Set the following entries down again exactly, line by line.

>> start EXTRACTED MATERIAL

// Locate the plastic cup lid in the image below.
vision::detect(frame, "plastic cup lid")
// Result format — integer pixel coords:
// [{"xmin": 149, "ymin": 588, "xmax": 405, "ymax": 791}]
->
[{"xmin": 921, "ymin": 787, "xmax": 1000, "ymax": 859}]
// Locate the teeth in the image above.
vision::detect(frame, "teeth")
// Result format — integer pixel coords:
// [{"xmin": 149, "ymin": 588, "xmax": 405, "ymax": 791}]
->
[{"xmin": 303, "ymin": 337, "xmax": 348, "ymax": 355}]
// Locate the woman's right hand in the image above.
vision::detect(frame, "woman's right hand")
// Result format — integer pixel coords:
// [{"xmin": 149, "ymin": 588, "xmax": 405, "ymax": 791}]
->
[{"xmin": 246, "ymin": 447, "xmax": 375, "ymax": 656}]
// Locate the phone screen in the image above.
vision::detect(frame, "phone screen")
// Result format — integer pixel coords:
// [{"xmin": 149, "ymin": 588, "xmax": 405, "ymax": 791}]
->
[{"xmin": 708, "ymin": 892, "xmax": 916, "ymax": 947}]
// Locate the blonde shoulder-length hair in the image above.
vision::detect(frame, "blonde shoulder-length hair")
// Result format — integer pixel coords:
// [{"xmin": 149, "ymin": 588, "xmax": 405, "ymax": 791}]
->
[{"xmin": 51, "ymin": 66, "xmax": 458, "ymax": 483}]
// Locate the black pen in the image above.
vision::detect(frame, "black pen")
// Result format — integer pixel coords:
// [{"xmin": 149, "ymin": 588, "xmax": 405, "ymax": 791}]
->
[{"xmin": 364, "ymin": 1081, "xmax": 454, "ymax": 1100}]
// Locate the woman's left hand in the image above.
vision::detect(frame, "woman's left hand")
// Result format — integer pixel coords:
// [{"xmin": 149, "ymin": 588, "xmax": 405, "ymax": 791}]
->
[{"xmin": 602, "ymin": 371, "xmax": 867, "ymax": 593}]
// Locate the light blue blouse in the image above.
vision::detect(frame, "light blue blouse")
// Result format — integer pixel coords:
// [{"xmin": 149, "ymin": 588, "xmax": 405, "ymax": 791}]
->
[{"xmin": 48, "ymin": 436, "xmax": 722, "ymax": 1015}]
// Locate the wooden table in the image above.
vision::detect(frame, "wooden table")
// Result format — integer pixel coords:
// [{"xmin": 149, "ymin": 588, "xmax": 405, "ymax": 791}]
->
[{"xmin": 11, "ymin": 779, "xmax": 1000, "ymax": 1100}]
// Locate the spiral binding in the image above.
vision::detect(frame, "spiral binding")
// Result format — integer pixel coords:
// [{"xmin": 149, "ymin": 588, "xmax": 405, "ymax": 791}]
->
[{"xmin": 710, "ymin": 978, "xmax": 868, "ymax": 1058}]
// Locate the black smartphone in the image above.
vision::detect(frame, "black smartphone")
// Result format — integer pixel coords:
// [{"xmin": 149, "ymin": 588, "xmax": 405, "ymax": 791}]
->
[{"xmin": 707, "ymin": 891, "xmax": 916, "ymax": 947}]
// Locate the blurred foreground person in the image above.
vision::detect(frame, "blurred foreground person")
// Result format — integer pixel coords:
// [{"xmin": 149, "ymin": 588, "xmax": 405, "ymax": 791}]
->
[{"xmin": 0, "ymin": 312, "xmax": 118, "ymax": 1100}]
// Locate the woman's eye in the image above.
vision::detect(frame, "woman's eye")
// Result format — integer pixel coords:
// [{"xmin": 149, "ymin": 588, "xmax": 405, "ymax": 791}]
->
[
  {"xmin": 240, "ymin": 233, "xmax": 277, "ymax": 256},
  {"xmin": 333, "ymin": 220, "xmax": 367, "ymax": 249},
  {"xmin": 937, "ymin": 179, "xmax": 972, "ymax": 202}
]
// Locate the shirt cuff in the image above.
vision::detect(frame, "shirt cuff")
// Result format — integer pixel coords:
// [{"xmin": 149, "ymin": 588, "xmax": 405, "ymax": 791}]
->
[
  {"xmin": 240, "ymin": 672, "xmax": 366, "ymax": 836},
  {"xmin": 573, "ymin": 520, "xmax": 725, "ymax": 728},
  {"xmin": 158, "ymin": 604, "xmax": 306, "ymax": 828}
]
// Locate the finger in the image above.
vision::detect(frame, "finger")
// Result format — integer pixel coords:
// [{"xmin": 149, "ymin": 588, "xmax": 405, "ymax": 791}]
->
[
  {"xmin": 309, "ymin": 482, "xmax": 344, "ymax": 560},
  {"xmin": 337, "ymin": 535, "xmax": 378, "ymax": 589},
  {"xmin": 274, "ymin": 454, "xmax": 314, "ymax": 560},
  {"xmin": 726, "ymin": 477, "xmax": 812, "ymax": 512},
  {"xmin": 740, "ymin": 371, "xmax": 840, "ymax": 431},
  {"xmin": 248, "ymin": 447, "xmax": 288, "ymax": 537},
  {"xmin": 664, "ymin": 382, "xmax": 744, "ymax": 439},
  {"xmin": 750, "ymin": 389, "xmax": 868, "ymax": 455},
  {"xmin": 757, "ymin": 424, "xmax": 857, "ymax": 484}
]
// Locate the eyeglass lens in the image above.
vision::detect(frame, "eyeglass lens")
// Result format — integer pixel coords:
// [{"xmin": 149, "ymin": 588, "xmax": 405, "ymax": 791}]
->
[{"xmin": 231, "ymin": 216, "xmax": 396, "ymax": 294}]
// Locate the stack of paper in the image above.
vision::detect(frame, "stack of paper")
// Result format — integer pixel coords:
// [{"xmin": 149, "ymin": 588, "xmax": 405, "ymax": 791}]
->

>> end EXTRACTED MATERIAL

**ANSWER TO THE PROBLEM**
// Locate the plastic cup lid in the image below.
vision::detect(frame, "plastic cup lid")
// Result format — integer pixel coords:
// [{"xmin": 149, "ymin": 588, "xmax": 405, "ymax": 791}]
->
[{"xmin": 921, "ymin": 787, "xmax": 1000, "ymax": 859}]
// Locate the teeth in the image above.
vision::detect(frame, "teeth")
// Result format — integer pixel coords:
// [{"xmin": 149, "ymin": 588, "xmax": 405, "ymax": 791}]
->
[{"xmin": 303, "ymin": 337, "xmax": 348, "ymax": 355}]
// Locate the woman's right hand in the image above.
vision::detect(frame, "woman's right hand")
// Result format — integer pixel coords:
// [{"xmin": 149, "ymin": 588, "xmax": 405, "ymax": 791}]
->
[{"xmin": 246, "ymin": 447, "xmax": 375, "ymax": 656}]
// Locate the phone screen in the image above.
vision::detect(frame, "phone screen")
// Result format — integer pixel coords:
// [{"xmin": 149, "ymin": 588, "xmax": 405, "ymax": 791}]
->
[{"xmin": 708, "ymin": 892, "xmax": 916, "ymax": 947}]
// Locate the blonde shoulder-length hair in the image above.
vision::detect(frame, "blonde shoulder-length hair")
// Result format — integer pixel coords:
// [{"xmin": 149, "ymin": 588, "xmax": 405, "ymax": 791}]
->
[{"xmin": 51, "ymin": 66, "xmax": 458, "ymax": 483}]
// Locate the black pen in the image above.
vision::detect(frame, "black pen")
// Result format — integer pixel coords:
// [{"xmin": 149, "ymin": 588, "xmax": 405, "ymax": 791}]
->
[{"xmin": 364, "ymin": 1081, "xmax": 454, "ymax": 1100}]
// Locate the woman's left hand in the image above.
vision::detect(frame, "woman's left hand")
// Result format — integer pixel coords:
// [{"xmin": 149, "ymin": 588, "xmax": 405, "ymax": 791}]
->
[{"xmin": 602, "ymin": 371, "xmax": 867, "ymax": 593}]
// Locate the light blue blouse in the image above.
vision::detect(frame, "light blue blouse")
// Result format — integer pixel coords:
// [{"xmin": 149, "ymin": 588, "xmax": 405, "ymax": 791}]
->
[{"xmin": 48, "ymin": 436, "xmax": 722, "ymax": 1015}]
// Locate the wooden table in the image above.
vision::detect(frame, "wooden table")
// Result format — integer pixel coords:
// [{"xmin": 149, "ymin": 588, "xmax": 405, "ymax": 791}]
->
[{"xmin": 11, "ymin": 779, "xmax": 1000, "ymax": 1100}]
// Locate the spiral binding in the image above.
vision::detect(frame, "spiral binding")
// Result format — integer pixel coords:
// [{"xmin": 149, "ymin": 588, "xmax": 405, "ymax": 791}]
->
[{"xmin": 710, "ymin": 978, "xmax": 868, "ymax": 1058}]
// Locate the black smartphone in the image above.
vision::detect(frame, "black smartphone")
// Result format — integer pixel coords:
// [{"xmin": 149, "ymin": 588, "xmax": 405, "ymax": 791}]
->
[{"xmin": 707, "ymin": 891, "xmax": 916, "ymax": 947}]
// Locate the blurred foreground person in the image above.
vision::detect(frame, "blurred foreground person")
// Result format — integer pixel coords:
// [{"xmin": 149, "ymin": 588, "xmax": 405, "ymax": 791}]
->
[{"xmin": 0, "ymin": 312, "xmax": 118, "ymax": 1100}]
// Locate the woman's eye in the image above.
vision::detect(frame, "woman's eye")
// Result format — integer pixel coords:
// [{"xmin": 149, "ymin": 588, "xmax": 405, "ymax": 791}]
->
[
  {"xmin": 240, "ymin": 233, "xmax": 277, "ymax": 256},
  {"xmin": 333, "ymin": 220, "xmax": 367, "ymax": 249},
  {"xmin": 937, "ymin": 179, "xmax": 972, "ymax": 202}
]
// Locate the shirt cuff in the image above.
vision::detect(frame, "shirt cuff")
// Result format — integer pixel coords:
// [{"xmin": 149, "ymin": 588, "xmax": 405, "ymax": 791}]
->
[
  {"xmin": 240, "ymin": 672, "xmax": 366, "ymax": 836},
  {"xmin": 573, "ymin": 520, "xmax": 725, "ymax": 728},
  {"xmin": 158, "ymin": 604, "xmax": 306, "ymax": 828}
]
// Locate the finger in the image above.
vision::detect(frame, "finger")
// Result format — integer pixel coords:
// [{"xmin": 149, "ymin": 588, "xmax": 405, "ymax": 791}]
->
[
  {"xmin": 309, "ymin": 482, "xmax": 344, "ymax": 560},
  {"xmin": 337, "ymin": 535, "xmax": 378, "ymax": 589},
  {"xmin": 274, "ymin": 454, "xmax": 314, "ymax": 560},
  {"xmin": 726, "ymin": 477, "xmax": 812, "ymax": 512},
  {"xmin": 740, "ymin": 371, "xmax": 840, "ymax": 431},
  {"xmin": 248, "ymin": 447, "xmax": 288, "ymax": 537},
  {"xmin": 664, "ymin": 382, "xmax": 744, "ymax": 439},
  {"xmin": 750, "ymin": 389, "xmax": 868, "ymax": 455},
  {"xmin": 757, "ymin": 424, "xmax": 857, "ymax": 484}
]
// Locate the eyeglass lens in the image above.
vision::detect(frame, "eyeglass lens")
// Result format — integer pixel coords:
// [{"xmin": 149, "ymin": 588, "xmax": 405, "ymax": 791}]
->
[{"xmin": 231, "ymin": 216, "xmax": 396, "ymax": 294}]
// Locate the stack of paper in the image above.
vision::detect(frame, "stack of paper")
// Result format — integer pixel coords:
// [{"xmin": 149, "ymin": 588, "xmax": 405, "ymax": 791}]
->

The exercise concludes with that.